[Data records]
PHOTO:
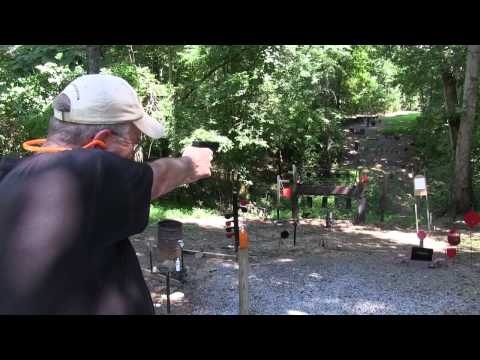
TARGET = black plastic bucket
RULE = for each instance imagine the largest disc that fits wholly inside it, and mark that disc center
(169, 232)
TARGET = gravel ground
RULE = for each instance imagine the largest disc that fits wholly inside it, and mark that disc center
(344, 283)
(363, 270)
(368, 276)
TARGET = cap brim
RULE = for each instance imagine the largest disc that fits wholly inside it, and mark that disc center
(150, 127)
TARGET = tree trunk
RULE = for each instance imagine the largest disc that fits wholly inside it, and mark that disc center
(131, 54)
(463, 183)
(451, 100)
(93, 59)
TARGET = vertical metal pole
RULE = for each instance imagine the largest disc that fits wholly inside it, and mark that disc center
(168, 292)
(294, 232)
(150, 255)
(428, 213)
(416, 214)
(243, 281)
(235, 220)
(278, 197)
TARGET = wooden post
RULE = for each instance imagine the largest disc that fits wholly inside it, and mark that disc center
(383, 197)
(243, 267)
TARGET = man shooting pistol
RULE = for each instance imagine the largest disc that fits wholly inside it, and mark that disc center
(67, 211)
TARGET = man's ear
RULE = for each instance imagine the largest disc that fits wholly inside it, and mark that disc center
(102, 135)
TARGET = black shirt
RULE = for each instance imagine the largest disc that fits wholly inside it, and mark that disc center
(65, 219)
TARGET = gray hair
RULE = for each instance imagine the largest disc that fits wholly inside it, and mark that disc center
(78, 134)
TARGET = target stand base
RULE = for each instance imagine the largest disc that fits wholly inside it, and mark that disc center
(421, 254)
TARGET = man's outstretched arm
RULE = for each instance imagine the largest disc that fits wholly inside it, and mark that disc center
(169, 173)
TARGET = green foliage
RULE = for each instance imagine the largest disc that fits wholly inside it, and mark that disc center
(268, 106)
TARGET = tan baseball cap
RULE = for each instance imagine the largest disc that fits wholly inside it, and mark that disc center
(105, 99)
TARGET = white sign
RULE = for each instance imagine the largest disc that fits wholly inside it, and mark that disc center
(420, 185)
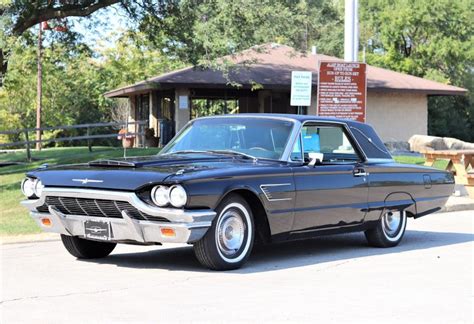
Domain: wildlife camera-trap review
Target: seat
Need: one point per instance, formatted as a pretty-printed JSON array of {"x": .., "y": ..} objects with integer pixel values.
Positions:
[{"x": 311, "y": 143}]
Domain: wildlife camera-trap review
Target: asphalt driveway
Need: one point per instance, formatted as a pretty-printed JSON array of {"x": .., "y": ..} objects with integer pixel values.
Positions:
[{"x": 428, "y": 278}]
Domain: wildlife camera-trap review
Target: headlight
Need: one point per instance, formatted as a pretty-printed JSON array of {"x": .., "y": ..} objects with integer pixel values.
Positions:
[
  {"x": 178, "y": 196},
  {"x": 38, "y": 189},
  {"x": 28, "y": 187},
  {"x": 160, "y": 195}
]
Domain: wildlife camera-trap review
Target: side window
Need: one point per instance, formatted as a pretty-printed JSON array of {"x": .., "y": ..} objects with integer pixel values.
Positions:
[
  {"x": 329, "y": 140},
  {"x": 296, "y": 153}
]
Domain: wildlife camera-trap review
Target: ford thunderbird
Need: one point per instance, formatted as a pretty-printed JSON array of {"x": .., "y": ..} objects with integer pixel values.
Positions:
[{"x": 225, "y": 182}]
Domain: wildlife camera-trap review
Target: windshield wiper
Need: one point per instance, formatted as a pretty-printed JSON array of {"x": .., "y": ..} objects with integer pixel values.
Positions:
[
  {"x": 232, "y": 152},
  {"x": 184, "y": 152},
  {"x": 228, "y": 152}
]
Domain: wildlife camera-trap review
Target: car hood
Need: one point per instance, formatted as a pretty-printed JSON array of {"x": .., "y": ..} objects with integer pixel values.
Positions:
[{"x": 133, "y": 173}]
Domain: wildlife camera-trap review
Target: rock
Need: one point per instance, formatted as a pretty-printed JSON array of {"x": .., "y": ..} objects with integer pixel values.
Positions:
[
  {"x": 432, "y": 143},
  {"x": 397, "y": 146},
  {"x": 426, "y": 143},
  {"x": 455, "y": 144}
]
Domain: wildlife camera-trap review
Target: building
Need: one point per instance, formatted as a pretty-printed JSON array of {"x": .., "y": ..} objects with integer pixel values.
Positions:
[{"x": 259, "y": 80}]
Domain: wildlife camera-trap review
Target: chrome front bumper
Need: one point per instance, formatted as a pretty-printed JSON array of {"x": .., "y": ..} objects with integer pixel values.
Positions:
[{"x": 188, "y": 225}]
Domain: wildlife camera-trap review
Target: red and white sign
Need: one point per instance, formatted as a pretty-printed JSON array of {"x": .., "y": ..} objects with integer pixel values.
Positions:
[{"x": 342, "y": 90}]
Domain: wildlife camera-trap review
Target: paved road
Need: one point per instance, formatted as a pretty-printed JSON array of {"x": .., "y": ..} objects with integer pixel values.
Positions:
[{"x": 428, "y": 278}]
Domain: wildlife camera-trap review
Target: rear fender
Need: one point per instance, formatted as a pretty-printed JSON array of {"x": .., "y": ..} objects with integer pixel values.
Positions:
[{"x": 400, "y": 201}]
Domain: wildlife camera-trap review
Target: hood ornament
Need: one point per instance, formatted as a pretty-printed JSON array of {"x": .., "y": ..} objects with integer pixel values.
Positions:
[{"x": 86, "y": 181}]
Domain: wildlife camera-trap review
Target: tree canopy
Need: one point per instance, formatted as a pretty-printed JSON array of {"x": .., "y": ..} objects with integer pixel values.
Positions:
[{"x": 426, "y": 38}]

--

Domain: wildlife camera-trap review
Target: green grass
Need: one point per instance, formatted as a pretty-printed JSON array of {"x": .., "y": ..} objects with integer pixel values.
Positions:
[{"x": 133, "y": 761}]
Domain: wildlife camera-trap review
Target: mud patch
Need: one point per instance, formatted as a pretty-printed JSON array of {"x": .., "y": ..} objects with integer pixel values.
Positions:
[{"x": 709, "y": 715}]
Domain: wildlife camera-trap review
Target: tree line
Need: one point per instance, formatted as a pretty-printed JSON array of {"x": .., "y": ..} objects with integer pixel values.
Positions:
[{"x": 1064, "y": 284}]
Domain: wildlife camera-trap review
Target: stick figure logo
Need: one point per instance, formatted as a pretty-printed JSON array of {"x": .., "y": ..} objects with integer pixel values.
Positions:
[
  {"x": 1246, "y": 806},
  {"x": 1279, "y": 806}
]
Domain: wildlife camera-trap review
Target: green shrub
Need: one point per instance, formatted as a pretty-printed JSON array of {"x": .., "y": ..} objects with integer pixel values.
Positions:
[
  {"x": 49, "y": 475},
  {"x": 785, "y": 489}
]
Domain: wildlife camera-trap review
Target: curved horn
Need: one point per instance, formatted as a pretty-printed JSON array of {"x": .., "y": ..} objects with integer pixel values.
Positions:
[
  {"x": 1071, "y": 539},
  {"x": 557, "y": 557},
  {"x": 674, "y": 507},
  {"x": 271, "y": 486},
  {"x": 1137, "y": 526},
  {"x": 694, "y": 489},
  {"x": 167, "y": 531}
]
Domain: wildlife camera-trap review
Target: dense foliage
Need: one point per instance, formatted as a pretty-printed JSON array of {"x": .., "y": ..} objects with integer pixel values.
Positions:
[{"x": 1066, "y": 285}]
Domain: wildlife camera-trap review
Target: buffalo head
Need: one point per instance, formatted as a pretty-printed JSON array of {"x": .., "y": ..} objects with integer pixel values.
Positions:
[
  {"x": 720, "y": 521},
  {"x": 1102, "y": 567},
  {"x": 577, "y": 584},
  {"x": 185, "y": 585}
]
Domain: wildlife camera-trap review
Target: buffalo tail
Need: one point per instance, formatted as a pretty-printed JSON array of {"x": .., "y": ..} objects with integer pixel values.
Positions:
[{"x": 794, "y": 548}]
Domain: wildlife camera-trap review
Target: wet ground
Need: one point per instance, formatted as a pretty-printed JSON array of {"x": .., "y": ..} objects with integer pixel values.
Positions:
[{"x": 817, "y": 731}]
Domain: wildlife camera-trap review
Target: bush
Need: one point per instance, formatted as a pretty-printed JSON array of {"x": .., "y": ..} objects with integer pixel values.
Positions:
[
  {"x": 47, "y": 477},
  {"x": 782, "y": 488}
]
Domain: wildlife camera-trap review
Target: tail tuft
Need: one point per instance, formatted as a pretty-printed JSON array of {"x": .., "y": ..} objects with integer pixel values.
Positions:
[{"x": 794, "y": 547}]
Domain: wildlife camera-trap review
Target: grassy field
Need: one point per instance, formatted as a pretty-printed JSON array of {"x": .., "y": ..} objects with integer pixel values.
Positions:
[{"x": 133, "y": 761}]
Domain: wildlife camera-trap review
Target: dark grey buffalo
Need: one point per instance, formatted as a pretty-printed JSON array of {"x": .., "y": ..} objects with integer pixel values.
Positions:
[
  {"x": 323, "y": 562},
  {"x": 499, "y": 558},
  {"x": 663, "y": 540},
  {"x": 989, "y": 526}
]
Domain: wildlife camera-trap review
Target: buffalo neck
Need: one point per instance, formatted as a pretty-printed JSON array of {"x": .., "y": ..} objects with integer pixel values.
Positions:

▸ SHORT TASK:
Pull out every line of the listing above that contains the string "green", matching upper and lower case exactly.

▸ CORRECT OUTPUT:
TARGET = green foliage
Target: green grass
Target: green shrub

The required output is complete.